▸ **Required actions**
**A.** Write out the part of the passage on the CELST starting with "Incorporating the CELST" and going on through "(Bachman, 2000: 1).", with no changes.
**B.** Repeat word for word only the lines of the records starting with the line with "wall shown in this photo." and going on through the last line of the records.

▸ **Page excerpt**
The Structure of CELST.

Subtest	Test Purposes	Test Format	No. of Test Item	Full Marks	Testing Time
Part I	Pronunciation and intonation	Reading aloud	1	20 points	About 30 minutes
Part II	Abilities of receiving and comprehending information; and abilities of asking and answering interactive questions	Role playing	1	16 points
Part III	Comprehensive abilities of listening and speaking	Story retelling	1	24 points
Total			3	60 points

Incorporating the CELST into the NMET was expected to enable a more comprehensive evaluation of the English communication abilities of secondary graduates, and to support the improvement of secondary-level English education (Liu, 2011). However, the public has been concerned about the abrupt introduction of the CELST, due to insufficient evidence of the test’s validity and the lack of relevant studies to support this innovation (Qi, 2010). In this situation, it has become critical to ‘assure that what we count counts’ (Bachman, 2000: 1).

The chief designer of the CELST, Zeng (2010) reported on the construct validation of the COET (the predecessor of the CELST) by soliciting expert judgments. Zeng found that although the COET involved unidirectional interaction, the communicative abilities of students could still be assessed to a high degree. However, Zeng’s study only represented the perspectives of experts in language testing and teaching concerning the validity of the COET. At this point, there is a need for further validation research on the CELST, which also involves assessment of listening ability, and has become a requirement for each secondary school graduate who takes the NMET in Guangdong Province.

▸ **Input for this task**
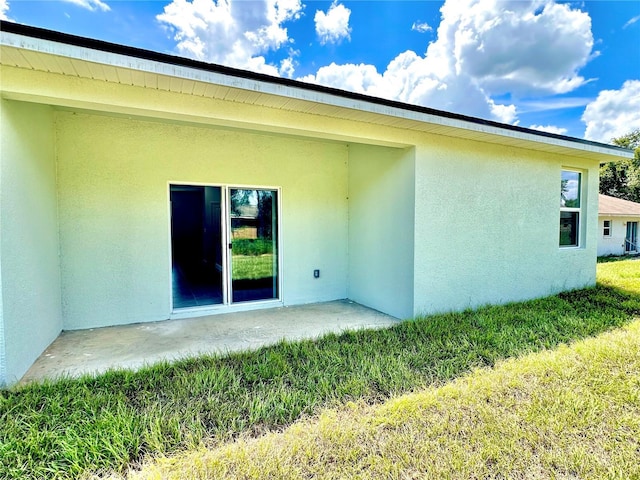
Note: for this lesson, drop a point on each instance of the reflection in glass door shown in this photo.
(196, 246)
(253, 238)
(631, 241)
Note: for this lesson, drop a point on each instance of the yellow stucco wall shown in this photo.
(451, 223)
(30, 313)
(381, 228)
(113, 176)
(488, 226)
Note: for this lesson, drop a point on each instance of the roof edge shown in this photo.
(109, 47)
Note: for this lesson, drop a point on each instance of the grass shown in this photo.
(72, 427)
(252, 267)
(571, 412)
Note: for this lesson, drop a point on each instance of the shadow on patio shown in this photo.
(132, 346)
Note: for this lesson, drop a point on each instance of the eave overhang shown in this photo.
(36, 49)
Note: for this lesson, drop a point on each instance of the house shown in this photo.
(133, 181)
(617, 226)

▸ **Full answers**
**A.**
Incorporating the CELST into the NMET was expected to enable a more comprehensive evaluation of the English communication abilities of secondary graduates, and to support the improvement of secondary-level English education (Liu, 2011). However, the public has been concerned about the abrupt introduction of the CELST, due to insufficient evidence of the test’s validity and the lack of relevant studies to support this innovation (Qi, 2010). In this situation, it has become critical to ‘assure that what we count counts’ (Bachman, 2000: 1).

**B.**
Note: for this lesson, drop a point on each instance of the yellow stucco wall shown in this photo.
(451, 223)
(30, 313)
(381, 228)
(113, 176)
(488, 226)
Note: for this lesson, drop a point on each instance of the roof edge shown in this photo.
(109, 47)
Note: for this lesson, drop a point on each instance of the grass shown in this photo.
(72, 427)
(252, 267)
(571, 412)
Note: for this lesson, drop a point on each instance of the shadow on patio shown in this photo.
(132, 346)
Note: for this lesson, drop a point on each instance of the eave overhang shown in this photo.
(36, 49)
Note: for this lesson, drop a point on each instance of the house shown in this photo.
(133, 181)
(617, 226)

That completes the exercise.